Text block:
An alternative is region partitioning: recursively splitting the domain based on moment or singular value information derived from the contour-integral method (Liu et al., 15 Mar 2025). Here, division continues until individual subregions are guaranteed (by rank, residual, or SVD criteria) to contain only a manageable number of eigenvalues.

For parameter-dependent problems, match-based solvers (Pradovera et al., 2023) track eigenvalue trajectories as parameters change, aligning eigenvalues across samples by solving combinatorial assignment problems on cost matrices constructed from consecutive spectra. Special care is given to bifurcations and eigenvalue migrations, with interpolation techniques for eigenvalue curves and polynomial-based handling of defectivity.

3. Subspace Acceleration and Moment Matching

To reduce computational cost, moment-matching schemes generate richer subspaces without increasing the number of expensive right-hand-sides in linear solves. The Sakurai–Sugiura moment method uses powers of $z$ within the contour integral: $$M_k = \sum_{j=1}^q \omega_j z_j^k (z_j B - A)^{-1} B Y,\quad k=0,\ldots,s-1,$$ where $Y$ is a block of random vectors. Collecting several moments ($s>1$) expands the subspace, improving convergence and potentially reducing the number of overall shifted linear solves required (Huber et al., 2020).

Match-based adaptive algorithms dynamically adjust the number of moments, quadrature order, and whether to operate in multi-moment or single-moment mode according to the observed convergence:

• If residual decrease stagnates, the method switches mode or adjusts the quadrature accordingly.
• Locking strategies ensure that converged eigenpairs are excluded from subsequent iterations, further increasing efficiency (Huber et al., 2020).

4. Rational Filter Optimization and Partitioning for Load Balancing

Rational filters, notably in the FEAST and CIRR frameworks, serve as practical approximations of spectral projectors. Optimal rational filter design aims to minimize the worst-case convergence ratio (e.g., Zolotarev filtering, SLiSe/ESLiSe filter optimization) for interior eigenvalues over the desired spectral interval: $$w_G(r) = \frac{\max_{|x| \ge 1/G} |r(x)|}{\min_{|x| \le G} |r(x)|}$$ where $r$ denotes the rational filter and $G$ the spectral gap parameter (Kollnig et al., 2020, Chen et al., 2023).

Adaptive match-based eigensolvers balance computational load across segments by partitioning the spectrum such that each slice admits a similar number of eigenvalues (estimated via stochastic trace or Lanczos methods), and then applying (possibly parallelized) FEAST-like eigensolves on each partition using the same optimized filter. This ensures both efficiency and load balancing even with highly nonuniform eigenvalue distributions.

Stated exercise A: Give every distinct source citation (author and date) in the eigensolver excerpt.
Stated exercise B: From the eigensolver excerpt, reproduce everything from "Match-based adaptive algorithms" down to "efficiency (Huber et al., 2020).".
Stated exercise C: According to the eigensolver excerpt, what problems do match-based solvers solve to align eigenvalues across samples?

Source excerpt:
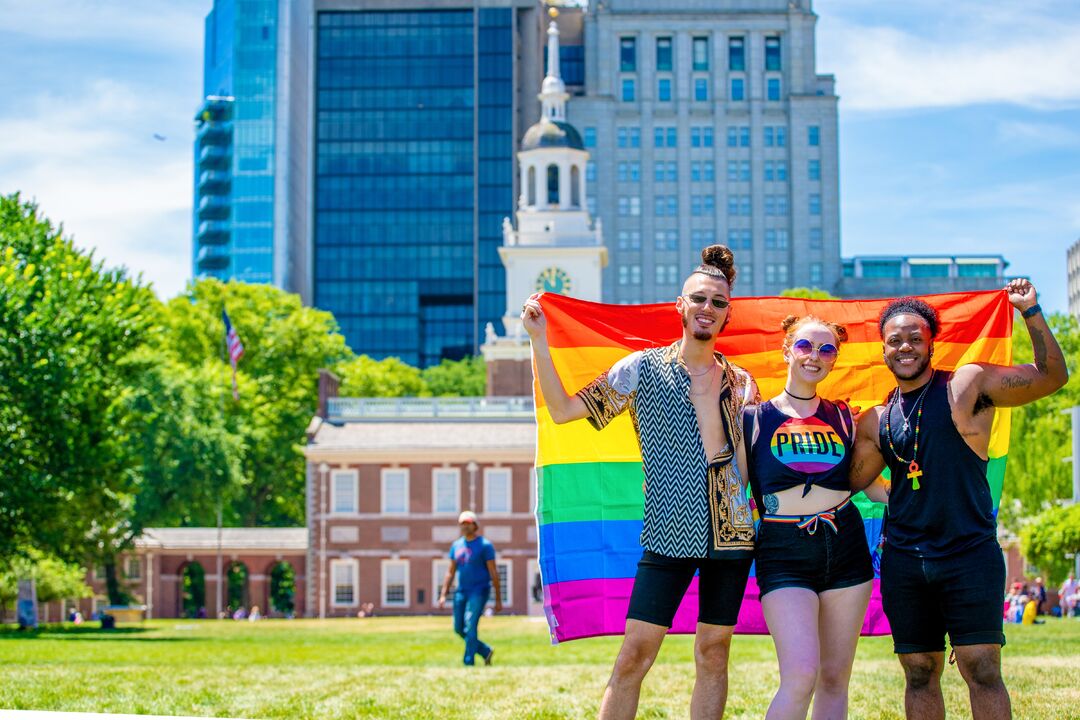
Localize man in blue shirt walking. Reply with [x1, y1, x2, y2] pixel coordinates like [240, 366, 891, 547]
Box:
[438, 510, 502, 665]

Task output A:
Liu et al., 15 Mar 2025
Pradovera et al., 2023
Huber et al., 2020
Kollnig et al., 2020
Chen et al., 2023

Task output B:
Match-based adaptive algorithms dynamically adjust the number of moments, quadrature order, and whether to operate in multi-moment or single-moment mode according to the observed convergence:

• If residual decrease stagnates, the method switches mode or adjusts the quadrature accordingly.
• Locking strategies ensure that converged eigenpairs are excluded from subsequent iterations, further increasing efficiency (Huber et al., 2020).

Task output C: They solve combinatorial assignment problems on cost matrices constructed from consecutive spectra.